Go to the line containing "blurred green leaf" in the records below and retype from there through the final line, exactly.

● **Exercise material**:
———

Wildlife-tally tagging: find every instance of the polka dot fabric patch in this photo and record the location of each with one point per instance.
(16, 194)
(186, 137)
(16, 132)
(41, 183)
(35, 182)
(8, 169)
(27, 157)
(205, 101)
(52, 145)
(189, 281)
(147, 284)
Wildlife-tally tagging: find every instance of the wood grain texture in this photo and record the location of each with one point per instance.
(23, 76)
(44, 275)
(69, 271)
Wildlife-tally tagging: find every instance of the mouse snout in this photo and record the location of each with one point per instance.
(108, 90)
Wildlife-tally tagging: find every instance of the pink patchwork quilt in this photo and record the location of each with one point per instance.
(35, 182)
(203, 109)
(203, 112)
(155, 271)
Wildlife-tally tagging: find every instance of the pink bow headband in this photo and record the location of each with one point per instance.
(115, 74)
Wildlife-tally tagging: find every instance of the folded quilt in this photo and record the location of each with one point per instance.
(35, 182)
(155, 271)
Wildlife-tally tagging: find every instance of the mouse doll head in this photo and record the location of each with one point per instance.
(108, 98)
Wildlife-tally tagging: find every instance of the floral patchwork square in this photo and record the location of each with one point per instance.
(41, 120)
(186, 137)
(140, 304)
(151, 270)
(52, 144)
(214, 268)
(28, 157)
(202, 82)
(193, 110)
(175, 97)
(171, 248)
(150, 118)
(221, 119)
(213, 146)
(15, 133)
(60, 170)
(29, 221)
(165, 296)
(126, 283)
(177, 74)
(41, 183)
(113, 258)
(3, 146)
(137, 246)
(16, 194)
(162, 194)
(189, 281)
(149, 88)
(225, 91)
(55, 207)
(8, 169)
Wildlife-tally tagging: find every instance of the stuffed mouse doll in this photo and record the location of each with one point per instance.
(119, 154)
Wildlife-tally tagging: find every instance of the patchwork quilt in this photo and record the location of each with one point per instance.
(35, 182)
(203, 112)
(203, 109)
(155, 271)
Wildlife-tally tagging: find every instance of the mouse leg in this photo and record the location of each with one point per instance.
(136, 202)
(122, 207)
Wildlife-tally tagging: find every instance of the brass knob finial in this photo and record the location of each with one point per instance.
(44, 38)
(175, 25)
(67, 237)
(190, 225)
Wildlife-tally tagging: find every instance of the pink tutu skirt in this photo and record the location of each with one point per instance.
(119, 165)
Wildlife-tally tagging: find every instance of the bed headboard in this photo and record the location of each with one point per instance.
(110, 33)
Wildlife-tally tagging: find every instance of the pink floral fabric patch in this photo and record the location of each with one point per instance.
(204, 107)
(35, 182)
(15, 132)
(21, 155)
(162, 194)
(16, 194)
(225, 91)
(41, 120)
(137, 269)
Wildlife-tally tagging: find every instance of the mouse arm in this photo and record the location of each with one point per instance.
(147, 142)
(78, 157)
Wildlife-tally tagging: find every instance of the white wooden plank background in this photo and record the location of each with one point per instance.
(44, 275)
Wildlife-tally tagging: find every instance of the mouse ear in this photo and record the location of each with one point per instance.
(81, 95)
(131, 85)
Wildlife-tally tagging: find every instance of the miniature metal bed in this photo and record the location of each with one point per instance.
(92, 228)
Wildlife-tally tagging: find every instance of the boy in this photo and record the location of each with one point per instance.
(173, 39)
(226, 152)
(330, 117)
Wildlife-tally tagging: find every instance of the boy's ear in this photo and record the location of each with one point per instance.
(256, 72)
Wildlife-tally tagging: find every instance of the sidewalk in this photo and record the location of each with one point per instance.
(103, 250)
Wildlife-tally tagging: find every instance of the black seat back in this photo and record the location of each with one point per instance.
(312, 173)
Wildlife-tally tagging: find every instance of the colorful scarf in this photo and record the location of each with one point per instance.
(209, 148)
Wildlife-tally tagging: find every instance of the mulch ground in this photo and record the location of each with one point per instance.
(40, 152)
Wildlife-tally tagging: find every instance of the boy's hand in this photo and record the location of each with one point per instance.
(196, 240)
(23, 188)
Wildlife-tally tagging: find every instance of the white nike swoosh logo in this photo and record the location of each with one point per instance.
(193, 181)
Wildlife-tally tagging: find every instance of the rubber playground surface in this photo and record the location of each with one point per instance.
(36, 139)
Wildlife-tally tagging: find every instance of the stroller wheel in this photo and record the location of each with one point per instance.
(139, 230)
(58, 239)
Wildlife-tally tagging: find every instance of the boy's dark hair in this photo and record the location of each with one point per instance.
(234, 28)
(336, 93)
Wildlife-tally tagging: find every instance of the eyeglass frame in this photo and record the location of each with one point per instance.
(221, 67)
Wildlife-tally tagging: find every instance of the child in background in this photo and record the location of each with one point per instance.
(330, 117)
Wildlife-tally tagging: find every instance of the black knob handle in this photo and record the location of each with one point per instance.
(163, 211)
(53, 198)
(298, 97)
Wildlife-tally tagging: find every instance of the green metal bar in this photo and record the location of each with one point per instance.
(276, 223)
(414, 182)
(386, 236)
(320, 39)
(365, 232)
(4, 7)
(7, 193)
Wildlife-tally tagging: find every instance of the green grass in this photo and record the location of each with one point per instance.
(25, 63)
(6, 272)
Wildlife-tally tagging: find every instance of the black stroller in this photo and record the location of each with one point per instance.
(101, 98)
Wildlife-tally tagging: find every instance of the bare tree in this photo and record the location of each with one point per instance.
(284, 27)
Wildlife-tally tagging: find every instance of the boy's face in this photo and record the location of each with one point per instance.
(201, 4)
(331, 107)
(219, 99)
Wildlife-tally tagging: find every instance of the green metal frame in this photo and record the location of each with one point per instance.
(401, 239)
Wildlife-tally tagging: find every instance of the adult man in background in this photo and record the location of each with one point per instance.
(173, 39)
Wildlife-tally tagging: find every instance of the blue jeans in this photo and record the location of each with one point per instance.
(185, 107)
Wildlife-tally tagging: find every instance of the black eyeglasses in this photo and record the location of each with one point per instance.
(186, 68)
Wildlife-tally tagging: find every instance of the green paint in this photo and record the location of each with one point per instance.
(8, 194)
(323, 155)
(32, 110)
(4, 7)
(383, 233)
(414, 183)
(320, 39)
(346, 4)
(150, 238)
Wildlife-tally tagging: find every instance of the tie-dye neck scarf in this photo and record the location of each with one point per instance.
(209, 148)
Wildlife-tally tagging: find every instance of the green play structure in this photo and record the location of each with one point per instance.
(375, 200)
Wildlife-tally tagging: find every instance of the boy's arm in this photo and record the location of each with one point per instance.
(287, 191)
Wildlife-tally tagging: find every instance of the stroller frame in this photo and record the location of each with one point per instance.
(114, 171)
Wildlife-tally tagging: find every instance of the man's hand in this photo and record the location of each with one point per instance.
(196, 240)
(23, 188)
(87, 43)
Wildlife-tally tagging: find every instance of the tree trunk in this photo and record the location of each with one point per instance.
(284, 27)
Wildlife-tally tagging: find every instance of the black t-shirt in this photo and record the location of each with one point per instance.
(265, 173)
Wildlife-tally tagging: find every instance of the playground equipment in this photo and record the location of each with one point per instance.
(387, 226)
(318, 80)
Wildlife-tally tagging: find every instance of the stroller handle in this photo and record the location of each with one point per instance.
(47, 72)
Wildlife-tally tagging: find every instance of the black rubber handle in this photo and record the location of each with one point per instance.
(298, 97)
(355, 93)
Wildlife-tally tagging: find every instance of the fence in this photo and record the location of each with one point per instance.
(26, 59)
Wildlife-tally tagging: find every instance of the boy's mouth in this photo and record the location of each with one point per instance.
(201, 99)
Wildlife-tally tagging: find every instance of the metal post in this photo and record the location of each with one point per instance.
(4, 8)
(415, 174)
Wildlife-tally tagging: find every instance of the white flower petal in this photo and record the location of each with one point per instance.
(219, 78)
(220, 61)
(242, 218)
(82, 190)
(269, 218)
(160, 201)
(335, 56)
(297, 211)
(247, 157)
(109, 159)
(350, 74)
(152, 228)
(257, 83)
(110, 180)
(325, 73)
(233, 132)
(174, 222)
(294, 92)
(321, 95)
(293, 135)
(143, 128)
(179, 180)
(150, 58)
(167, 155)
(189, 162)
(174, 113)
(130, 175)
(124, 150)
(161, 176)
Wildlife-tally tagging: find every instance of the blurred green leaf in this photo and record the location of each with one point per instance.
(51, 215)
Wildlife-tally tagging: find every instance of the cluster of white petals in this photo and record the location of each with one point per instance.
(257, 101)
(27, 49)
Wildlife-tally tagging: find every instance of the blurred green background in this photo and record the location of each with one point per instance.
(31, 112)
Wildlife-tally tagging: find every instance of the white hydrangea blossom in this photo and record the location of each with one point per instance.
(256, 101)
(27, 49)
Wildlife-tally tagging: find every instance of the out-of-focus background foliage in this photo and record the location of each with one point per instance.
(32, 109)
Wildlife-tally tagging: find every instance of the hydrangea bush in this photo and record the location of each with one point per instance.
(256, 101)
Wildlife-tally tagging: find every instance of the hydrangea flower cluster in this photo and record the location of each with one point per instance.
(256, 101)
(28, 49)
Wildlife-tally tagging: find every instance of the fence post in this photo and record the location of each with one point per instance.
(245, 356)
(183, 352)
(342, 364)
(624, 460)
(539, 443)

———

● **Result below**:
Wildlife-tally tagging: find every instance of the blurred green leaf in this photo and record the location of each with one point per instance.
(51, 215)
Wildlife-tally tagging: find every instance of the cluster of white petals in this photo and record the location of each with one point per instance.
(257, 101)
(27, 49)
Wildlife-tally tagging: find every instance of the blurred green background in this photo and record the location of each with one point per instance.
(31, 112)
Wildlife-tally tagging: find every instance of the white hydrangea blossom in this photo and record the location of each with one point per instance.
(256, 101)
(27, 49)
Wildlife-tally tagging: find every instance of the out-of-focus background foliage in this photo and record the location of each with one point per instance.
(32, 109)
Wildlife-tally tagging: find every instance of the hydrangea bush in this photo and record the location of each with one point per instance.
(256, 101)
Wildlife-tally tagging: find every instance of the hydrangea flower cluster in this photo and record the location of each with one point per instance.
(256, 101)
(28, 49)
Wildlife-tally tagging: find every instance of the fence post in this photo and record the location of each with one point per instance.
(245, 356)
(183, 352)
(342, 364)
(624, 460)
(539, 443)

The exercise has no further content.